● **Source data**
──────────────────────────────
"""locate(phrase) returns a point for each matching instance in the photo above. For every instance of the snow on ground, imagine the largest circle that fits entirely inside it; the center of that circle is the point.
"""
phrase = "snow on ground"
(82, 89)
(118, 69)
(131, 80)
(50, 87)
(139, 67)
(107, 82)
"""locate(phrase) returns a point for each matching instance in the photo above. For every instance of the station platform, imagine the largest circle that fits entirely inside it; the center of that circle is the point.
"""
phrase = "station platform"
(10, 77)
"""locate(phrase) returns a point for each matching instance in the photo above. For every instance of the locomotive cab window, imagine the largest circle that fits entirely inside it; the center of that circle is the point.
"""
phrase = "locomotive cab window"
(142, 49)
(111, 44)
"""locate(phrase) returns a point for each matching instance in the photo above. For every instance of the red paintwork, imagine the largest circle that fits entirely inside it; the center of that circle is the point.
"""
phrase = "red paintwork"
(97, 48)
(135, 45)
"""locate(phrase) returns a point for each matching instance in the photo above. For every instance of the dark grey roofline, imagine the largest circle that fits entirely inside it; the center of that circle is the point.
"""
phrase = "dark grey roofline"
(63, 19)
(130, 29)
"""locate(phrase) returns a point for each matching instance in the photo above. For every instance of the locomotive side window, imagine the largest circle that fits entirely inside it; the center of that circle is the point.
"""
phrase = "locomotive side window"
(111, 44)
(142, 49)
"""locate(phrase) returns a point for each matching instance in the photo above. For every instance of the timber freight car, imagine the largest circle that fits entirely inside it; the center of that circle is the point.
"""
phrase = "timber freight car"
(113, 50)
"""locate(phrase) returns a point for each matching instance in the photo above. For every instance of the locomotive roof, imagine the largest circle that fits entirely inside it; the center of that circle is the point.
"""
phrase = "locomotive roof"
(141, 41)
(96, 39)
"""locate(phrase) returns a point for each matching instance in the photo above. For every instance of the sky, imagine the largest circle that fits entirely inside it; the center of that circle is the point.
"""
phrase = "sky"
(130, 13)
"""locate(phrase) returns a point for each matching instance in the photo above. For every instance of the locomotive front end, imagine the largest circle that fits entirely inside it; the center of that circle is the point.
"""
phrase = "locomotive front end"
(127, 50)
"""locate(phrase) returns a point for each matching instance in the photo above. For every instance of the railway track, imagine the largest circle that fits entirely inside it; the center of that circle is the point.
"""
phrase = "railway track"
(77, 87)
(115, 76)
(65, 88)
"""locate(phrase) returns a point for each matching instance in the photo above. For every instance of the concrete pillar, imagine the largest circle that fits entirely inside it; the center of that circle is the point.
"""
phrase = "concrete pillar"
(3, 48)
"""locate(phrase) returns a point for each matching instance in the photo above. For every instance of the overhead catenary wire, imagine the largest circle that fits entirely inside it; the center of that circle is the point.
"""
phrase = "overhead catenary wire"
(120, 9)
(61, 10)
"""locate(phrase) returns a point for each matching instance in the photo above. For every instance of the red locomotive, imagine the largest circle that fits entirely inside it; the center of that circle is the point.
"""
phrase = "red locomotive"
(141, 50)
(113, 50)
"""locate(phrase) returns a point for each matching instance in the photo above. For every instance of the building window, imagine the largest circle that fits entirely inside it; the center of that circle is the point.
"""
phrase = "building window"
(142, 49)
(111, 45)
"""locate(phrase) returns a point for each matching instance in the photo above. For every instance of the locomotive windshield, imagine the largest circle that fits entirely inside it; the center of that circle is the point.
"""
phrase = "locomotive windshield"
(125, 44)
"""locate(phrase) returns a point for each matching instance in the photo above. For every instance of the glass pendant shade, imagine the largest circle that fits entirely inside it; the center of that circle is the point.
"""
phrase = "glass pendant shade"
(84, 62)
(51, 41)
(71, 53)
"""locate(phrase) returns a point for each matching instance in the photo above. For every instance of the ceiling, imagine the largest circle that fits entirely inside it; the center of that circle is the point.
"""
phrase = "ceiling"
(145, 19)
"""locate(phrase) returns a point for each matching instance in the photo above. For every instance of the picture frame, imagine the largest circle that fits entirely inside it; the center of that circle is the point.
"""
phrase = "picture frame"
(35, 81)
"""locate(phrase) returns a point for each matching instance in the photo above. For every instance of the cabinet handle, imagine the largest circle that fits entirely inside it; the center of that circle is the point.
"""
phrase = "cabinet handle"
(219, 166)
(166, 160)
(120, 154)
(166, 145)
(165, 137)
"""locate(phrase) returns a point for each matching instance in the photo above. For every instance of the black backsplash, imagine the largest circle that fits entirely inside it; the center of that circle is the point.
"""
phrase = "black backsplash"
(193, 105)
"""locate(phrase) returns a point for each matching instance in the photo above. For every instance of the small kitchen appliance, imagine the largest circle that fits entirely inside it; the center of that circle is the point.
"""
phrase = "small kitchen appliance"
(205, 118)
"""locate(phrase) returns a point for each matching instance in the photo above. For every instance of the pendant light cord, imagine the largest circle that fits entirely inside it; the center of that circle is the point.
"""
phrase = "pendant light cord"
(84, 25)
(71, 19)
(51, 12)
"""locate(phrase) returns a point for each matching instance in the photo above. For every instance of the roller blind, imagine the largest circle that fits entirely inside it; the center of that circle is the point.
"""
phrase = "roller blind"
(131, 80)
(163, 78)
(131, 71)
──────────────────────────────
Begin at the line that contains "of the cabinet" and continue through the end of the material, reproducing every line in that span. Shift each point coordinate in the answers by -138, and leave all other text as it stands.

● **The reply**
"""locate(phrase) returns a point for each matching instance in the photo above. For every instance of the cabinet handle, imagine the largest circle that fits entirely inside it; the center of that circle is the point.
"""
phrase = "cabinet handle"
(81, 28)
(28, 22)
(-18, 16)
(28, 7)
(27, -1)
"""locate(phrase) returns a point for each matching instance in the photo above. For every instance of the black backsplash, imagine the largest circle that fits entirely inside it; the center of that circle is the point.
"""
phrase = "black backsplash"
(55, -33)
"""locate(phrase) returns a point for each matching instance in the photo above. For every instance of the small kitchen appliance, imagine the largest circle that fits entirely inside it; the center of that circle is the point.
"""
phrase = "small kitchen appliance"
(67, -20)
"""locate(phrase) returns a point for each matching instance in the photo above. For every instance of the pendant light cord, imagine the largest circle that fits entirely inside it; the center of that circle is the point.
"""
phrase = "pendant light cord"
(-54, -113)
(-67, -119)
(-87, -126)
"""locate(phrase) returns a point for each matching instance in the photo above. For every instance of the roller blind, imagine the largest circle that fits entirely inside it; the center of that circle is the point.
"""
phrase = "roller blind"
(-7, -58)
(25, -60)
(-7, -67)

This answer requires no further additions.